-- BEGIN Data supplied --
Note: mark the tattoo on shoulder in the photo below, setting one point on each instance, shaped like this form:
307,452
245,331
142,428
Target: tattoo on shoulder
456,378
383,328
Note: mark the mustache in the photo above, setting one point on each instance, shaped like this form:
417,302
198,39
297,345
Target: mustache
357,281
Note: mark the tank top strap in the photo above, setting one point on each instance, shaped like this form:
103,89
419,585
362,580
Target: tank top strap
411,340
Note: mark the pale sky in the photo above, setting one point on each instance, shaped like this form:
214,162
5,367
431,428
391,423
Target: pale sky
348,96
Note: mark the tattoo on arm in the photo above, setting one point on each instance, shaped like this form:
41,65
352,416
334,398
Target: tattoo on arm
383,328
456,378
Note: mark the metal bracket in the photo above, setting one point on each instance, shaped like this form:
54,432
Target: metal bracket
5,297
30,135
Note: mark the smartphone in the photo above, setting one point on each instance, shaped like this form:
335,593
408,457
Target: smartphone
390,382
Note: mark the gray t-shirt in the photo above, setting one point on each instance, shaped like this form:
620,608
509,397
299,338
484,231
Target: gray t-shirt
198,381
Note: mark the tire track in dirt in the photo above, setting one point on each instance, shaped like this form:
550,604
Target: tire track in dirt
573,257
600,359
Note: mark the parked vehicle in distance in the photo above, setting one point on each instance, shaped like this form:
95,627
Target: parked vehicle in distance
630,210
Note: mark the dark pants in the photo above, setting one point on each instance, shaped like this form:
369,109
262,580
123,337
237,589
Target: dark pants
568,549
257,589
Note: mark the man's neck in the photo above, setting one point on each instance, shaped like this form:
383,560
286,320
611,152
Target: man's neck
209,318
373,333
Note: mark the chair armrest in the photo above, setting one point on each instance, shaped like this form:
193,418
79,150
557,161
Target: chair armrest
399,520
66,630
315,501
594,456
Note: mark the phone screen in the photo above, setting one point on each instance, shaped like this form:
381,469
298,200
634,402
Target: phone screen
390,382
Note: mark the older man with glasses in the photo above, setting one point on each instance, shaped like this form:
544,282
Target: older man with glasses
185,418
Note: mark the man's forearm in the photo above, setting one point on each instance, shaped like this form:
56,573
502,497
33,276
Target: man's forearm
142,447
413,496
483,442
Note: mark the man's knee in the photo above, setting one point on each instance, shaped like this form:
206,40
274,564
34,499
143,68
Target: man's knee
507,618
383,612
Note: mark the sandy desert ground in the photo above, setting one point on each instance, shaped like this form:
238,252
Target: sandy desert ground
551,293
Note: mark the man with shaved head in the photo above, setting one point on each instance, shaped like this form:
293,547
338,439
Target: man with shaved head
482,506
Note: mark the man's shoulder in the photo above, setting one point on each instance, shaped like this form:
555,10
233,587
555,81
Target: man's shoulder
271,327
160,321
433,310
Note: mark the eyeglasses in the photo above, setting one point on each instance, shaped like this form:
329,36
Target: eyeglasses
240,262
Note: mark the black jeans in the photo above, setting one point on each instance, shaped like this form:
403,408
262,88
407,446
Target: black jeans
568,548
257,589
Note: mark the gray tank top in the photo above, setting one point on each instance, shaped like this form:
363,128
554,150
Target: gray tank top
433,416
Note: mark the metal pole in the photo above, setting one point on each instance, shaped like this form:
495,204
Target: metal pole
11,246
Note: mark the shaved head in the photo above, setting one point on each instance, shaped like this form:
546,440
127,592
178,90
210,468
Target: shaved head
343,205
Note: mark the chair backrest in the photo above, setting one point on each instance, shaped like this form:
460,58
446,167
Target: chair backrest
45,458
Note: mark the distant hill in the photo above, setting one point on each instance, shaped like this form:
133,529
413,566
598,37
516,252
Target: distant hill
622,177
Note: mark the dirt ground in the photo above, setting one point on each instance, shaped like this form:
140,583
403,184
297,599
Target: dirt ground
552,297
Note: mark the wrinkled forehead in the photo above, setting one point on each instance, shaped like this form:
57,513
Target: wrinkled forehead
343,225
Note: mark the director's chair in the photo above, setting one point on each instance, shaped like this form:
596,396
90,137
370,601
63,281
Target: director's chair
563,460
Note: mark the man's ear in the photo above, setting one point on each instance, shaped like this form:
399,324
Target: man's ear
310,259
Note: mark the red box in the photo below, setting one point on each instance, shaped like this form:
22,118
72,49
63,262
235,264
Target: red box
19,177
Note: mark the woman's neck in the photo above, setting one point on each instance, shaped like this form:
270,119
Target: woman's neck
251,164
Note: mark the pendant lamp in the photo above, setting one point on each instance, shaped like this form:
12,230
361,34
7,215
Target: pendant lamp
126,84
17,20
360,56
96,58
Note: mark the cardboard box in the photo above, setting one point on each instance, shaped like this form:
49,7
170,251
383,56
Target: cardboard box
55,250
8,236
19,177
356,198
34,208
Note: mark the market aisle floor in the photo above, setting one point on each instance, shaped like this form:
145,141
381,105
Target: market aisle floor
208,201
-- END Data supplied --
Retype all of the items above, reproducing every line without a single change.

Note: mark the tattoo on shoulder in the photo below, setting one point on each instance, shaped like this form:
307,452
245,331
142,428
Target: tattoo on shoulder
456,378
383,328
Note: mark the mustache in the photo above, setting one point on each instance, shaped like this form:
417,302
198,39
297,345
Target: mustache
357,281
Note: mark the tank top strap in the photo above, setting one point on each instance, shaped like this form:
103,89
419,585
362,580
Target: tank top strap
411,340
Note: mark the pale sky in the photo above, setting one point on each instance, shaped like this form:
214,162
5,367
431,428
391,423
Target: pale sky
348,96
Note: mark the tattoo on arm in the photo above, setting one point on each instance, shaped like this form:
41,65
352,416
334,398
Target: tattoo on arm
383,328
456,378
Note: mark the metal bracket in the photo above, setting one point on each instance, shaped like this form:
54,432
Target: metal bracket
5,297
30,135
Note: mark the smartphone in the photo above, setting one point on each instance, shaped like this form:
335,593
408,457
Target: smartphone
390,382
Note: mark the gray t-shirt in the photo above, setting one point on each instance, shaped like this form:
620,608
509,397
299,338
484,231
Target: gray t-shirt
198,381
Note: mark the tire track in dirt in the photo above, setting one point on each instance, shaped like this form:
550,604
Target: tire track in dirt
573,257
600,359
Note: mark the parked vehicle in distance in the photo above, setting one point on each instance, shaped like this form:
95,627
Target: parked vehicle in distance
630,210
Note: mark the dark pants in the photo above, setting one point on each instance, shaped like this form:
369,109
262,580
123,337
237,589
Target: dark pants
568,549
257,589
Note: mark the man's neck in the photo above, setting one point on each instance, shaped like this form:
383,560
286,320
611,152
Target: man's neck
209,318
373,333
Note: mark the chair armrest in the photo above, setting one point on each instance, shaped like this form:
193,418
79,150
557,161
Target: chair armrest
399,520
66,630
315,501
594,456
Note: mark the phone screen in the photo above, setting one point on each instance, shaped like this form:
381,469
298,200
634,402
Target: phone screen
390,382
Note: mark the older man with glasses in the photo above, setting one point on each instance, shaped like this form:
544,282
Target: older man with glasses
185,418
Note: mark the man's forearm in the photo above, setting one point on each instance, shaped like this form:
56,573
502,497
33,276
Target: man's forearm
142,447
413,496
483,442
Note: mark the man's knee in the photo above, setting one point on each instance, shaped like this form:
206,40
274,564
34,499
143,68
Target: man's knee
507,618
383,612
Note: mark the sandy desert ground in the photo above, setting one point on each instance, shaped like this form:
238,252
Target: sandy desert ground
551,293
Note: mark the man with shaved head in the photo above, setting one point on each instance, shaped like this form:
293,547
338,439
Target: man with shaved head
482,506
Note: mark the man's shoulder in the photo above, setting one point on each instance, shaped like this form:
555,10
233,587
555,81
Target: man's shoulder
271,327
160,321
433,310
Note: mark the eyeglasses in the photo above, setting one point on each instance, shaped like this form:
329,36
Target: eyeglasses
240,262
Note: mark the black jeans in the photo above, setting one point on each instance, shaped like this form:
403,408
262,88
407,446
Target: black jeans
568,548
257,589
Note: mark the gray tank top in the photo above, setting one point on each instance, shaped like this form:
363,128
554,150
Target: gray tank top
433,416
Note: mark the metal pole in the photo above, setting one point on each instance, shaped like this form:
495,204
Target: metal pole
11,246
Note: mark the shaved head in the photo above, setting one point on each instance, shaped like this form:
546,440
127,592
178,90
210,468
Target: shaved head
343,205
Note: mark the chair backrest in the photo above, setting one point on each instance, shaped like this form:
460,58
446,167
Target: chair backrest
45,458
Note: mark the distant hill in the photo above, setting one point on each instance, shaped like this form:
133,529
413,566
598,37
516,252
Target: distant hill
622,177
Note: mark the dirt ground in the photo above, setting one point on each instance, shaped like this form:
140,583
403,184
297,599
Target: dirt ground
552,297
Note: mark the wrinkled forehead in the photo above, setting one point on each instance, shaped like this form:
57,513
Target: wrinkled forehead
343,225
Note: mark the director's chair in the photo above, setting one point on each instance, shaped like this form:
596,396
90,137
370,601
63,281
Target: director's chair
563,460
Note: mark the man's ear in the photo above, setting one point on each instance, shaped like this form:
399,324
Target: man's ear
310,259
Note: mark the red box in the photo below, setting one point on each instance, shaped like this form:
22,118
72,49
63,262
235,264
Target: red box
19,177
Note: mark the woman's neck in the photo above, setting one point on each instance, shaped like this form:
270,119
Target: woman's neck
251,164
Note: mark the pendant lamp in the photo above, setting one point on each instance, shaped like this form:
12,230
361,34
7,215
Target: pendant lamp
126,84
17,20
360,56
96,58
Note: mark the cardboard box in the photo above, setting one point on each instance, shaped like this form:
49,7
170,251
383,56
Target: cardboard box
55,250
8,236
19,177
356,198
34,208
Note: mark the market aisle floor in the photo above, setting one point on each instance, shaped like this form:
145,141
381,105
Target: market aisle floor
208,201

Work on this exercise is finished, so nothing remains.